[START OF Extract to read]
If you’re looking for EVE-NG please follow the link.

Below you can read a brief summary about my softwares, and the architecture of the UNetLabv2.

Basically UNetLabv2 has the same UNetLab features, plus:

  • thousands of nodes for each lab;
  • labs distributed between dozens of physical or virtual nodes;
  • unlimited running labs for each user;
  • support for Ansible/NAPALM/… automation tools

Previously on WebIOL/iou-web/UNL/UNetLab/EVE-NG

At the end of 2011, I needed a tool to emulate networks. Prerequisites were:

  • portability: labs must be exportable and importable;
  • stability: running labs must be stable, avoiding crash;
  • performance: labs must be able to run into a cheap laptop or into a VM.

GNS3 was the only available option, and it couldn’t satisfy all prerequisites. I decided to develop a new network emulation software based on IOL (IOS on Linux, by Cisco). I knew many Cisco guys, and I would loved to be part of Cisco family, sooner or later. In the meantime I realized Cisco developed internally a similar software, called WebIOL.
[END OF Extract to read]
* [Problem statement] Copy word for word the stretch of the UNetLabv2 text from "Previously on WebIOL/iou-web/UNL/UNetLab/EVE-NG" through "software, called WebIOL.". Nothing in the records has any bearing on this.
[START OF Provided information]
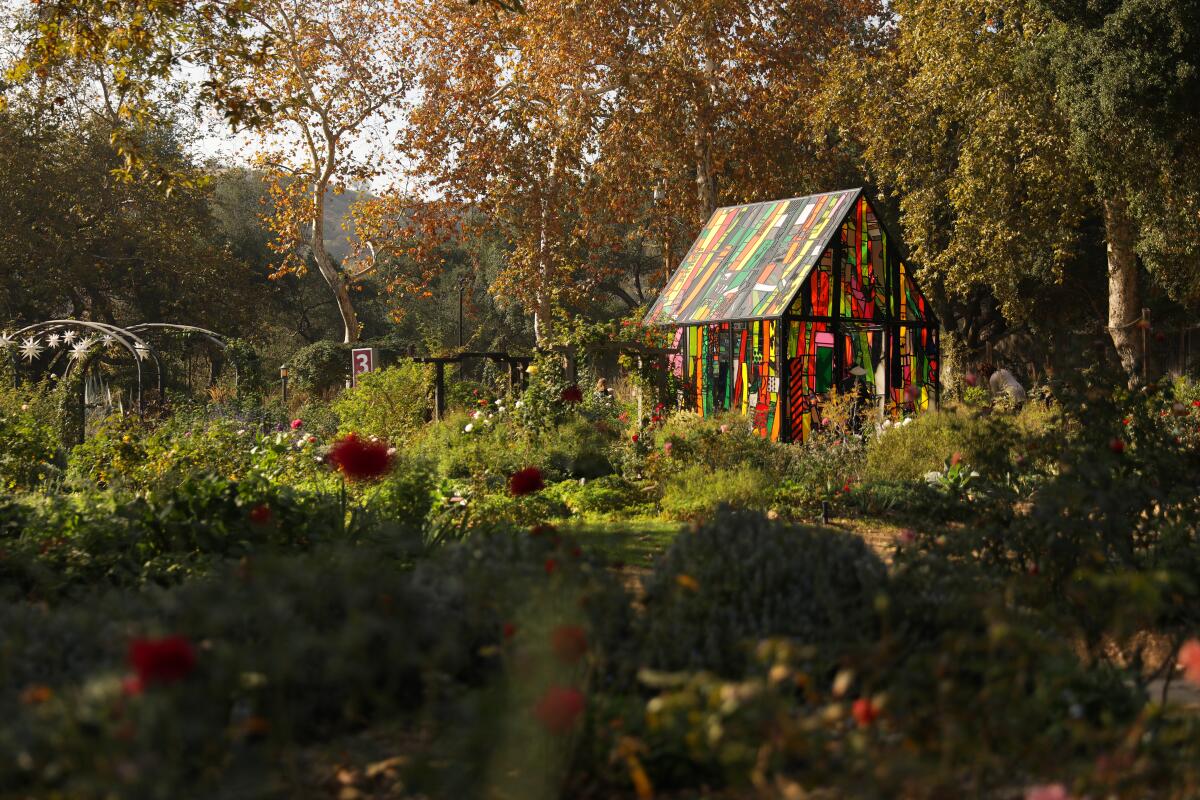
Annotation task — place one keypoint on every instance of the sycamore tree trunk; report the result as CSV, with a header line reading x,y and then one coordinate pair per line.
x,y
334,277
1125,301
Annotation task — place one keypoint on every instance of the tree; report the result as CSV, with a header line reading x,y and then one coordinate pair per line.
x,y
564,124
333,72
77,241
996,169
1128,77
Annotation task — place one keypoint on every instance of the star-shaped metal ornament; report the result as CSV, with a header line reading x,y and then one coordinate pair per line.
x,y
30,349
81,348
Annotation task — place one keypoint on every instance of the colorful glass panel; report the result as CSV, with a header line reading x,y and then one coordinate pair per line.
x,y
750,260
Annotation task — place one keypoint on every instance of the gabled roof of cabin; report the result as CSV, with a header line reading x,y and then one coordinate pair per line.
x,y
750,260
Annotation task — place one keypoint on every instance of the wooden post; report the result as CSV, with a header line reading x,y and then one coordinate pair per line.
x,y
439,390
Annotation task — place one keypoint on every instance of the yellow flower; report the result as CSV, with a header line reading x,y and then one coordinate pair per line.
x,y
688,582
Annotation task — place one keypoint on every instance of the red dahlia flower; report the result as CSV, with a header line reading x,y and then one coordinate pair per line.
x,y
162,661
559,708
1189,660
526,481
569,642
865,713
360,459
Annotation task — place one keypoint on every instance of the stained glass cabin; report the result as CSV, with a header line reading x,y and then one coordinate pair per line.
x,y
779,301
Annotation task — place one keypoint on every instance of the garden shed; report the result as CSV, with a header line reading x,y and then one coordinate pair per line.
x,y
778,302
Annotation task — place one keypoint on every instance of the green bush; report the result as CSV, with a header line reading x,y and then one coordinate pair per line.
x,y
603,495
29,439
697,492
388,403
319,367
739,578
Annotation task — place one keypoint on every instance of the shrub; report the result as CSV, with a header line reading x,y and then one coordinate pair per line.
x,y
29,439
576,449
607,494
321,366
741,578
388,403
699,492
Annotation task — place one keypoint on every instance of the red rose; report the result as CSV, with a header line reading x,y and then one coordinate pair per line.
x,y
569,642
360,459
865,713
1189,660
163,661
559,708
526,481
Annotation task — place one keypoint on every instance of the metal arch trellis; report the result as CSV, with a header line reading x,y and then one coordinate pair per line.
x,y
135,340
30,347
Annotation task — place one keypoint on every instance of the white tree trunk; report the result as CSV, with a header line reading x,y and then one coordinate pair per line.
x,y
1125,300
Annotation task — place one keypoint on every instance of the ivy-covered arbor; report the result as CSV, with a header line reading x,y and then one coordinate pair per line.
x,y
778,302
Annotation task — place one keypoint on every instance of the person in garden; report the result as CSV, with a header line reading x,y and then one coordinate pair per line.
x,y
1002,383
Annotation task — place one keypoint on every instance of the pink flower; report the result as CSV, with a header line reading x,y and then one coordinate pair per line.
x,y
559,708
526,481
1189,659
360,459
1048,792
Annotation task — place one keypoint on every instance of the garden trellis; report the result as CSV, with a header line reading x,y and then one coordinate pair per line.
x,y
103,353
779,302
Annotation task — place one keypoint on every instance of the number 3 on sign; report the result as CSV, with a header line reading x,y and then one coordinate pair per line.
x,y
363,360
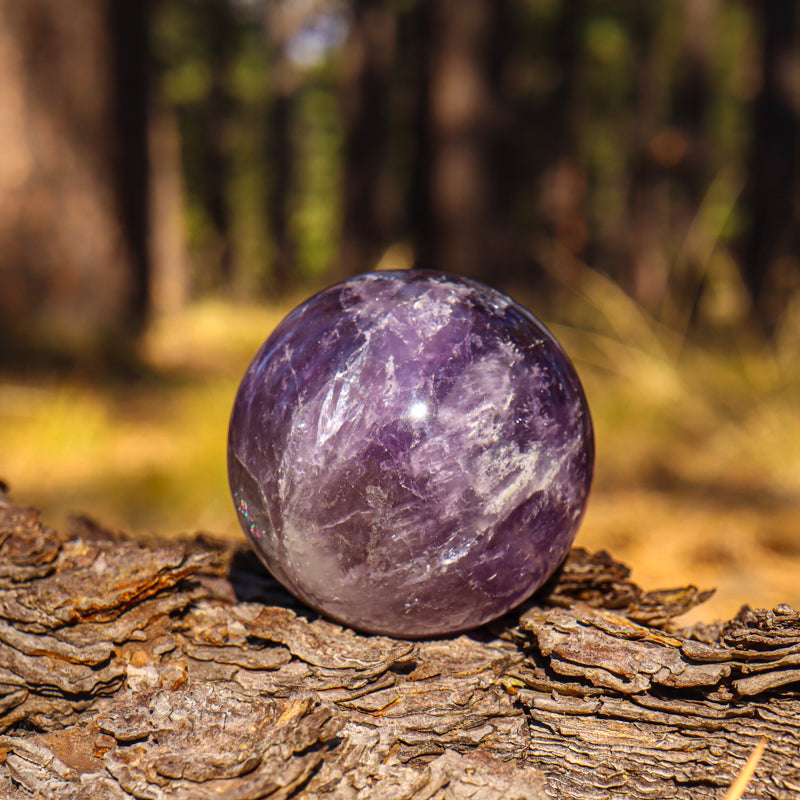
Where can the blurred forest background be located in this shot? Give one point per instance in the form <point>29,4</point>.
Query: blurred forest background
<point>175,175</point>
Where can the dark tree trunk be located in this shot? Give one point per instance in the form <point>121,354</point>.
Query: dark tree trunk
<point>129,23</point>
<point>647,265</point>
<point>279,27</point>
<point>73,177</point>
<point>218,113</point>
<point>771,265</point>
<point>460,205</point>
<point>562,180</point>
<point>367,65</point>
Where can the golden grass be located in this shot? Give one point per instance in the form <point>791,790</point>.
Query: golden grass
<point>698,462</point>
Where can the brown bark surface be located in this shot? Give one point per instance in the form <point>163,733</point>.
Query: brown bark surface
<point>181,670</point>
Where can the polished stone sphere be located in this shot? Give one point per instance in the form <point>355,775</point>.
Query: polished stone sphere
<point>410,453</point>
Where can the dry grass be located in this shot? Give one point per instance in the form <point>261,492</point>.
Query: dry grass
<point>698,466</point>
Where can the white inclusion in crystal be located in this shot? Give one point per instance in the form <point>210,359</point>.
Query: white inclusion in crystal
<point>418,411</point>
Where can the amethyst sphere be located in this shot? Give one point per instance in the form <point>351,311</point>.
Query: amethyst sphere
<point>410,453</point>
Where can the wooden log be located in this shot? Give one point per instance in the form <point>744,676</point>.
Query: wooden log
<point>182,670</point>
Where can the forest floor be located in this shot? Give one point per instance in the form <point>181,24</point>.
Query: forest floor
<point>698,451</point>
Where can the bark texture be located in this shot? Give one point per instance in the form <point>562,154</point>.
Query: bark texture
<point>151,670</point>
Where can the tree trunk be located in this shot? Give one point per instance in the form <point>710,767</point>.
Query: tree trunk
<point>367,66</point>
<point>183,671</point>
<point>460,215</point>
<point>771,265</point>
<point>73,176</point>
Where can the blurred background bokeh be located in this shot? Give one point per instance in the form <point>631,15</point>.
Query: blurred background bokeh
<point>175,175</point>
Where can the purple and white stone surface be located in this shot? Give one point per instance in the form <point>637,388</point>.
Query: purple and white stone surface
<point>410,453</point>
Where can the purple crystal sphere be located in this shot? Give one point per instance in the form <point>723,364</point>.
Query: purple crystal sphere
<point>410,453</point>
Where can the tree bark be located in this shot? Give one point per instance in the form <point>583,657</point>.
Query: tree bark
<point>182,670</point>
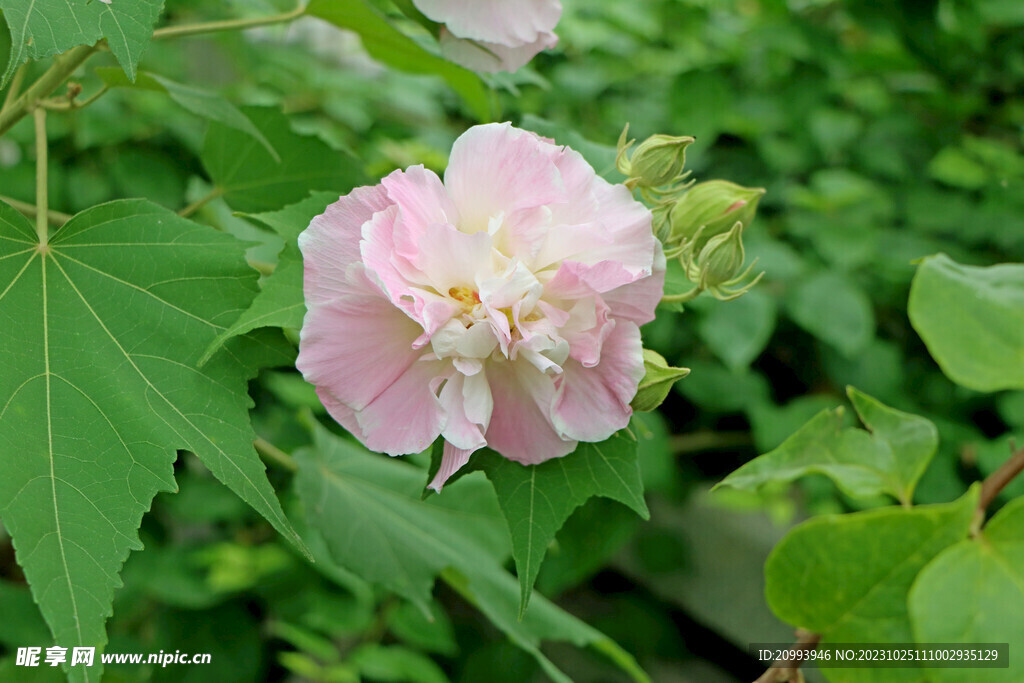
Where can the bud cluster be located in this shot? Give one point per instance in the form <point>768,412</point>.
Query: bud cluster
<point>701,224</point>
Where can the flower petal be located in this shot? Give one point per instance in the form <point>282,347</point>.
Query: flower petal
<point>453,460</point>
<point>467,403</point>
<point>407,417</point>
<point>495,20</point>
<point>331,244</point>
<point>355,347</point>
<point>489,57</point>
<point>592,403</point>
<point>497,170</point>
<point>520,427</point>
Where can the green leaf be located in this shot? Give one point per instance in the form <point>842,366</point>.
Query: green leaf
<point>42,28</point>
<point>388,45</point>
<point>250,178</point>
<point>281,302</point>
<point>202,102</point>
<point>911,439</point>
<point>394,663</point>
<point>737,331</point>
<point>829,307</point>
<point>393,539</point>
<point>954,167</point>
<point>538,499</point>
<point>889,460</point>
<point>974,592</point>
<point>847,577</point>
<point>972,321</point>
<point>99,390</point>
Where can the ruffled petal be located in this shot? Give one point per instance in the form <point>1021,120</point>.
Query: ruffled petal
<point>495,20</point>
<point>488,57</point>
<point>520,427</point>
<point>453,460</point>
<point>331,244</point>
<point>495,171</point>
<point>467,403</point>
<point>355,347</point>
<point>592,403</point>
<point>407,417</point>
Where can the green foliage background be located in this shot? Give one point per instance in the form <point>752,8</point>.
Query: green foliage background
<point>883,132</point>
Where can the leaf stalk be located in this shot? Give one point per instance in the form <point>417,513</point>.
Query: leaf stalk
<point>227,25</point>
<point>42,223</point>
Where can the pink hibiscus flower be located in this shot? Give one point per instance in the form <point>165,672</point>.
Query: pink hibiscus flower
<point>499,307</point>
<point>494,35</point>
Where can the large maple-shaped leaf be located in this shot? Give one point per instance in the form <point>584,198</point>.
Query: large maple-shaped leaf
<point>538,499</point>
<point>368,509</point>
<point>280,302</point>
<point>42,28</point>
<point>101,333</point>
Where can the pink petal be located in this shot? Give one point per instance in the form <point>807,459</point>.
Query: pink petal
<point>355,347</point>
<point>453,460</point>
<point>407,417</point>
<point>467,403</point>
<point>496,170</point>
<point>520,428</point>
<point>621,232</point>
<point>342,414</point>
<point>488,57</point>
<point>495,20</point>
<point>592,403</point>
<point>422,200</point>
<point>331,244</point>
<point>450,258</point>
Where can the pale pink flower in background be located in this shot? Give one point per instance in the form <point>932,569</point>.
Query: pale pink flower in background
<point>494,35</point>
<point>499,307</point>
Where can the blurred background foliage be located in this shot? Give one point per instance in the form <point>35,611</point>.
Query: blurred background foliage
<point>883,132</point>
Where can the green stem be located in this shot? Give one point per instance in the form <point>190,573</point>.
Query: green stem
<point>75,104</point>
<point>228,25</point>
<point>64,66</point>
<point>684,297</point>
<point>55,218</point>
<point>200,203</point>
<point>273,455</point>
<point>15,85</point>
<point>42,227</point>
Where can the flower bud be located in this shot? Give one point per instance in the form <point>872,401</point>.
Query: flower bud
<point>662,220</point>
<point>656,162</point>
<point>715,206</point>
<point>657,380</point>
<point>722,258</point>
<point>719,265</point>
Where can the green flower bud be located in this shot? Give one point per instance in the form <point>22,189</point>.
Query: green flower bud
<point>722,258</point>
<point>657,380</point>
<point>662,220</point>
<point>719,266</point>
<point>656,162</point>
<point>715,206</point>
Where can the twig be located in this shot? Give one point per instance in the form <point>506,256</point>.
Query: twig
<point>64,66</point>
<point>15,85</point>
<point>42,200</point>
<point>55,217</point>
<point>786,670</point>
<point>229,25</point>
<point>998,479</point>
[END OF Provided information]
* [Complete response]
Previously on WebIOL/iou-web/UNL/UNetLab/EVE-NG

At the end of 2011, I needed a tool to emulate networks. Prerequisites were:

  • portability: labs must be exportable and importable;
  • stability: running labs must be stable, avoiding crash;
  • performance: labs must be able to run into a cheap laptop or into a VM.

GNS3 was the only available option, and it couldn’t satisfy all prerequisites. I decided to develop a new network emulation software based on IOL (IOS on Linux, by Cisco). I knew many Cisco guys, and I would loved to be part of Cisco family, sooner or later. In the meantime I realized Cisco developed internally a similar software, called WebIOL.